■ **Problem statement**: Report every line of the entries below that contains the string "striped". Matching is case-sensitive.

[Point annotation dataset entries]
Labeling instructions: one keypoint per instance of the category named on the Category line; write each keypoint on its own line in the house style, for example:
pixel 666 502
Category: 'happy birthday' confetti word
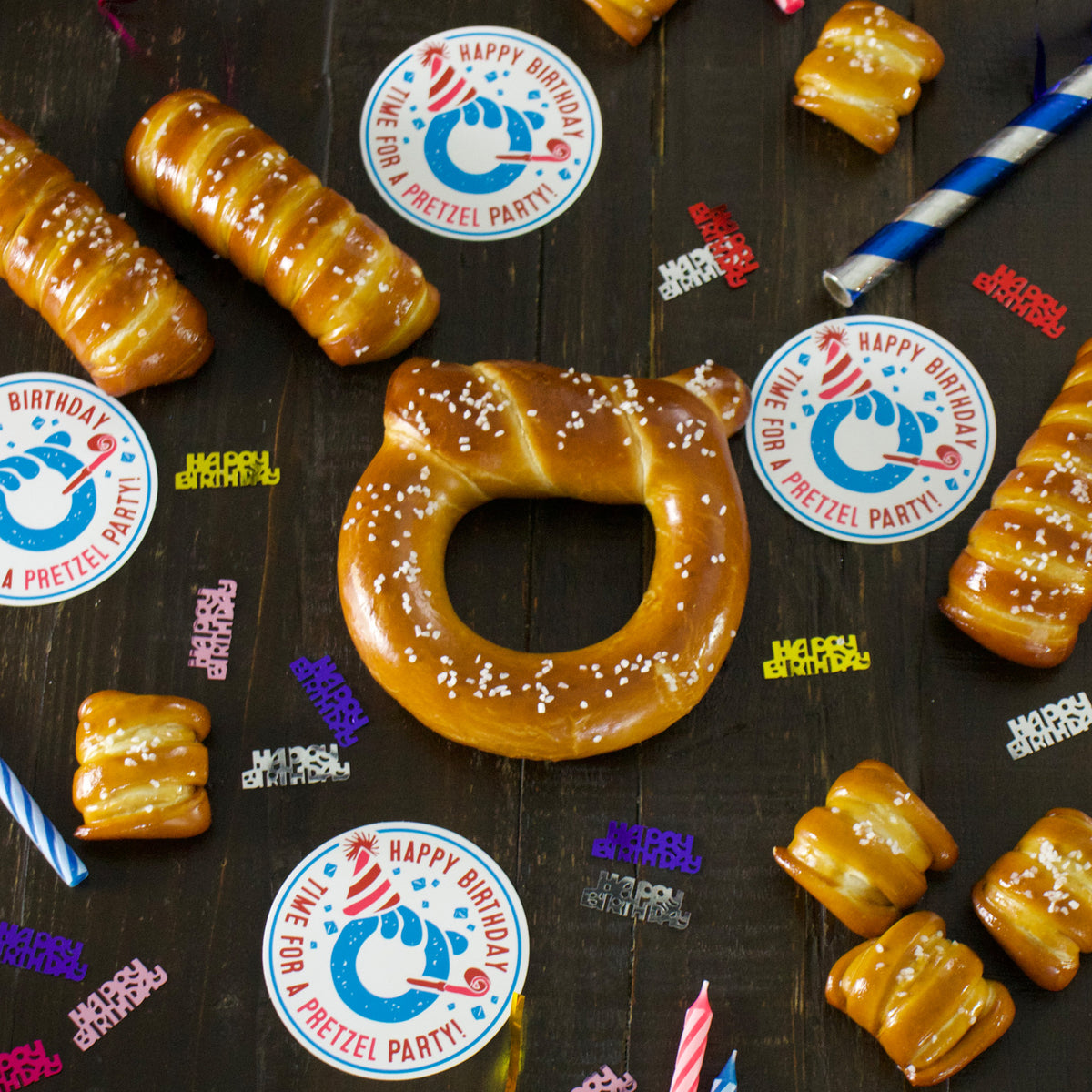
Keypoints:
pixel 606 1080
pixel 824 655
pixel 1046 726
pixel 688 271
pixel 725 243
pixel 303 765
pixel 214 470
pixel 647 845
pixel 42 953
pixel 114 1000
pixel 212 629
pixel 26 1065
pixel 1027 300
pixel 331 697
pixel 632 898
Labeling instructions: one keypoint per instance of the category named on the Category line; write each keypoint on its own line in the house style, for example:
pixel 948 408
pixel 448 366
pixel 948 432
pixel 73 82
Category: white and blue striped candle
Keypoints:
pixel 926 218
pixel 45 835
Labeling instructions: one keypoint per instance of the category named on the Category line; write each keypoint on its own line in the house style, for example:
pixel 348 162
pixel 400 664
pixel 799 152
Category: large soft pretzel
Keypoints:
pixel 348 285
pixel 457 437
pixel 923 997
pixel 1036 900
pixel 115 304
pixel 864 855
pixel 1024 583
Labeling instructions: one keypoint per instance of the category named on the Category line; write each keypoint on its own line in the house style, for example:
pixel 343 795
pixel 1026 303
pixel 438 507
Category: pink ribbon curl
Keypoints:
pixel 104 8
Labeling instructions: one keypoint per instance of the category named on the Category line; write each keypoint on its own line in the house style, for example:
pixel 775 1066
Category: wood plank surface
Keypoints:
pixel 700 112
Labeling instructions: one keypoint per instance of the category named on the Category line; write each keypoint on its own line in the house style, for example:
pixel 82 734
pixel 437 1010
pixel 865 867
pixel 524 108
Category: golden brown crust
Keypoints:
pixel 1036 900
pixel 631 19
pixel 142 767
pixel 864 855
pixel 1024 584
pixel 347 284
pixel 115 304
pixel 457 437
pixel 867 71
pixel 923 997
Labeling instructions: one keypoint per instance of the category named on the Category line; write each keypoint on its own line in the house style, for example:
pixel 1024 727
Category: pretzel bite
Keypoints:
pixel 864 855
pixel 348 285
pixel 1022 585
pixel 457 437
pixel 923 997
pixel 1036 900
pixel 631 19
pixel 114 303
pixel 867 71
pixel 142 767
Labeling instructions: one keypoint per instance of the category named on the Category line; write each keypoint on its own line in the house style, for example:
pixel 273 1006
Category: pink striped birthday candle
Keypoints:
pixel 693 1043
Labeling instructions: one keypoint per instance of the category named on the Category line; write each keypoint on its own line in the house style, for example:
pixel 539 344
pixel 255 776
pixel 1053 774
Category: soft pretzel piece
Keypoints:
pixel 115 304
pixel 923 997
pixel 864 855
pixel 142 767
pixel 866 71
pixel 1024 584
pixel 1036 900
pixel 457 437
pixel 631 19
pixel 348 285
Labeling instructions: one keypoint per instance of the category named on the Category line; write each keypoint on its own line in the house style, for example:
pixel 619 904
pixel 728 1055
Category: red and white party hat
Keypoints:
pixel 371 891
pixel 447 88
pixel 842 376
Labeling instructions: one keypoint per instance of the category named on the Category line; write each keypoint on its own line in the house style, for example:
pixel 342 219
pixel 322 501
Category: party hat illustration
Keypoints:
pixel 842 377
pixel 447 90
pixel 371 891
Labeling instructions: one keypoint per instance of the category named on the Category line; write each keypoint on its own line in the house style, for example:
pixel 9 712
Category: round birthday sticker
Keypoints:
pixel 871 430
pixel 77 487
pixel 394 950
pixel 480 132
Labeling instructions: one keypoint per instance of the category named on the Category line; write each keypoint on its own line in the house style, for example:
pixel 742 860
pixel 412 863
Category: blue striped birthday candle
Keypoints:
pixel 45 835
pixel 926 218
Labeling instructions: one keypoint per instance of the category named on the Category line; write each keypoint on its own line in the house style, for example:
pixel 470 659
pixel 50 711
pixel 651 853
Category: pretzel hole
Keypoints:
pixel 550 576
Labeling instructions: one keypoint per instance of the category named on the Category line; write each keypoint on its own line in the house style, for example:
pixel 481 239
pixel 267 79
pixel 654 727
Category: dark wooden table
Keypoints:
pixel 699 113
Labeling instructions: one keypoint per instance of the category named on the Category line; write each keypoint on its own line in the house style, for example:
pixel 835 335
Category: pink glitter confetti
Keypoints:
pixel 116 23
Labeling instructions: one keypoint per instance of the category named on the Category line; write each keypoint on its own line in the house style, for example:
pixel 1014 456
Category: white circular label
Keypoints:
pixel 77 487
pixel 871 430
pixel 481 132
pixel 394 950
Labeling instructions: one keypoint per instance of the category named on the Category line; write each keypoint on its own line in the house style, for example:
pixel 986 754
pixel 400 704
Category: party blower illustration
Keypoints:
pixel 383 937
pixel 63 505
pixel 503 146
pixel 844 391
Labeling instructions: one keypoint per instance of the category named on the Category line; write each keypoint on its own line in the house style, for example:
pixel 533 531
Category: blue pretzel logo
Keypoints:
pixel 57 460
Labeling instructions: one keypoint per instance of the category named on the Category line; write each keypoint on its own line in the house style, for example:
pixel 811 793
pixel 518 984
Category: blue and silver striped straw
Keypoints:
pixel 926 218
pixel 45 835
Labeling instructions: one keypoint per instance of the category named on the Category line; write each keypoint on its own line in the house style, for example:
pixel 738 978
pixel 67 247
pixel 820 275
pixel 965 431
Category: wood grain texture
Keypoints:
pixel 699 113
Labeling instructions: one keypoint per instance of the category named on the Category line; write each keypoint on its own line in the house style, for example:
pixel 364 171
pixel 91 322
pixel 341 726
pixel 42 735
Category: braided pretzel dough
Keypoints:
pixel 923 997
pixel 866 71
pixel 115 304
pixel 142 767
pixel 348 285
pixel 864 855
pixel 457 437
pixel 1036 900
pixel 631 19
pixel 1024 584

■ **Exercise result**:
Category: white and blue striped candle
Category: pink striped birthday candle
Category: blue striped birthday candle
Category: blue and silver striped straw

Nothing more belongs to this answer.